PROBLEM STATEMENT: Rewrite the entries below as a numbered list, from the line with "the white baseboard" up to and including the line with "for the throw", leaving out any blank lines.

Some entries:
####
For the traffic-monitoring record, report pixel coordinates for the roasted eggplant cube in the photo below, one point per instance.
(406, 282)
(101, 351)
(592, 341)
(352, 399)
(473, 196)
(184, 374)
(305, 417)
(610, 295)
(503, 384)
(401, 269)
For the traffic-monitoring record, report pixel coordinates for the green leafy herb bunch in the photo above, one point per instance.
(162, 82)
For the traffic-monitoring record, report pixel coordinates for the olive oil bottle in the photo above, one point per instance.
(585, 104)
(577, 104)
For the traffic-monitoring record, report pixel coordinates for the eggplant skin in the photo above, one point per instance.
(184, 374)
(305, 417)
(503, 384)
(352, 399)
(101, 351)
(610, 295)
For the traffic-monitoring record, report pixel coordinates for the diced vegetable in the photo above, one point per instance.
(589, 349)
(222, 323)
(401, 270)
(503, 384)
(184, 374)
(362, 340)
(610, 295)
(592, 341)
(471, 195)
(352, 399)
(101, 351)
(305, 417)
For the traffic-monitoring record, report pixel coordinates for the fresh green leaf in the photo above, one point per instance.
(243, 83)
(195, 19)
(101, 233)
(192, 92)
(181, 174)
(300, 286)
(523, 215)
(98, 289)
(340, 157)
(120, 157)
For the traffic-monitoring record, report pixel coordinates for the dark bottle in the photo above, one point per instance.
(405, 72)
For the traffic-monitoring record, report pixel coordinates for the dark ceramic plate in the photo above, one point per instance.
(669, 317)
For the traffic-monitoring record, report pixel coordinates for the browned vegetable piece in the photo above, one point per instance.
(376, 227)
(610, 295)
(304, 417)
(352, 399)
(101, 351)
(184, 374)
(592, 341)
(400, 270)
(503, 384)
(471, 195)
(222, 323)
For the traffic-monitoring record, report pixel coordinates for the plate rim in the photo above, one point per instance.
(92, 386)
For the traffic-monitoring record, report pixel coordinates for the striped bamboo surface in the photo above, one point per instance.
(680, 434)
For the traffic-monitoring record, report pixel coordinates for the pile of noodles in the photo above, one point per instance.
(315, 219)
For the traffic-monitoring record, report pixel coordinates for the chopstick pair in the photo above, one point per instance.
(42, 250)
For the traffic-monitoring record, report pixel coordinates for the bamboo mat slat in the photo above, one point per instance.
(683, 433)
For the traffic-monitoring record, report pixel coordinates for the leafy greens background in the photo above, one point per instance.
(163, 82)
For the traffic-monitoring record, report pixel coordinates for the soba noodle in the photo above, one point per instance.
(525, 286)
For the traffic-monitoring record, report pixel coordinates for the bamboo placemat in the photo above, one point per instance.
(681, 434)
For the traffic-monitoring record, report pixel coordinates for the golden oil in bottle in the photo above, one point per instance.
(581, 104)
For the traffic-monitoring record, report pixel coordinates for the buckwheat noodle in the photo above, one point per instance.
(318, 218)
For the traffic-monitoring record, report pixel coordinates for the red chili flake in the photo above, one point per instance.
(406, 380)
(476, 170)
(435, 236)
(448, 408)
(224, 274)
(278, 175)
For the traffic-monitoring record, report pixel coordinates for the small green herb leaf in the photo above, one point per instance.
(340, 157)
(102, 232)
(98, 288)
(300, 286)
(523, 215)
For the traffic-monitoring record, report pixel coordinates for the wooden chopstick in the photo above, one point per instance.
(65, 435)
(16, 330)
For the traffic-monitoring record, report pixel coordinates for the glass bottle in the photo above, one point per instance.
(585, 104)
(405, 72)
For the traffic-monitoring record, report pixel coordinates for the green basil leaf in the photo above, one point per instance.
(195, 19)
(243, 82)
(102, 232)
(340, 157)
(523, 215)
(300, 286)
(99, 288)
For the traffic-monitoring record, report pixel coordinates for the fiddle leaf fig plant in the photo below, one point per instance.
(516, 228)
####
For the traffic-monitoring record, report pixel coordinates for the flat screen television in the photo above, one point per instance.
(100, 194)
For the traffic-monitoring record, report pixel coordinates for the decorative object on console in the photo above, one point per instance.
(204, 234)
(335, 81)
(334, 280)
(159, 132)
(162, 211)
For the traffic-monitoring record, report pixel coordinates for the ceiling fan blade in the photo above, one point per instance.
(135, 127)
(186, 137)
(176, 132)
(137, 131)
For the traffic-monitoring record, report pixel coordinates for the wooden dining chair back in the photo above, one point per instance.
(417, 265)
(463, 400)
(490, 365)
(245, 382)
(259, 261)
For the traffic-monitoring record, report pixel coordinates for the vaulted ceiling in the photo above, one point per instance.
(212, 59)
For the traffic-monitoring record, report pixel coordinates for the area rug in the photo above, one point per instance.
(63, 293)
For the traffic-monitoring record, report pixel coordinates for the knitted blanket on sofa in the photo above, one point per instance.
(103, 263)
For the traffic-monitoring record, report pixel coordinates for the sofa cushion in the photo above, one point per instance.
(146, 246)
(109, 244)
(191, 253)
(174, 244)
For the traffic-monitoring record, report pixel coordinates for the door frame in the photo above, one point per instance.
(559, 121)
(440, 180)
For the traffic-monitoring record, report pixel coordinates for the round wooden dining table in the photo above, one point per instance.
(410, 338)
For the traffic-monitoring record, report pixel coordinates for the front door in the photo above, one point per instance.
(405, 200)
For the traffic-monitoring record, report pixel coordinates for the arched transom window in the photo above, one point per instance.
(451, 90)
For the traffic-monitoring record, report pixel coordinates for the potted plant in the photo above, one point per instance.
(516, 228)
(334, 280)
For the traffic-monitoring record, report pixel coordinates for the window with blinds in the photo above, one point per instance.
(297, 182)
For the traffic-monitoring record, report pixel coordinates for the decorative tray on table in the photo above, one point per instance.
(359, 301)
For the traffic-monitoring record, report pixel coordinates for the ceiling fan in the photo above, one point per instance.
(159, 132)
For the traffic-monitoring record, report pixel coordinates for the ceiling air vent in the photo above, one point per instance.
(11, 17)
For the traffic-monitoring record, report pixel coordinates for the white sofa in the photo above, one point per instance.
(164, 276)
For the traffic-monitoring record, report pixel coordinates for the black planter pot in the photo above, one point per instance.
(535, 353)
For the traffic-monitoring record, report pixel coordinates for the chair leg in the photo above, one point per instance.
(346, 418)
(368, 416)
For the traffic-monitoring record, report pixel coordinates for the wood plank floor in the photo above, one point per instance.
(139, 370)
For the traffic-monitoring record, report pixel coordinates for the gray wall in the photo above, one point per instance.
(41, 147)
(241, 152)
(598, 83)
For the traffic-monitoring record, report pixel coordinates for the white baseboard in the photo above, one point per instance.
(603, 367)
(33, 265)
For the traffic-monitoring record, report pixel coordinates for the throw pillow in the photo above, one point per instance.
####
TASK RESULT:
1. For the traffic-monitoring record, report pixel coordinates for the white baseboard in the photo above, one point per instance.
2. (603, 367)
3. (33, 265)
4. For the traffic-monitoring record, report pixel coordinates for the throw pillow in the photo above, one point per instance.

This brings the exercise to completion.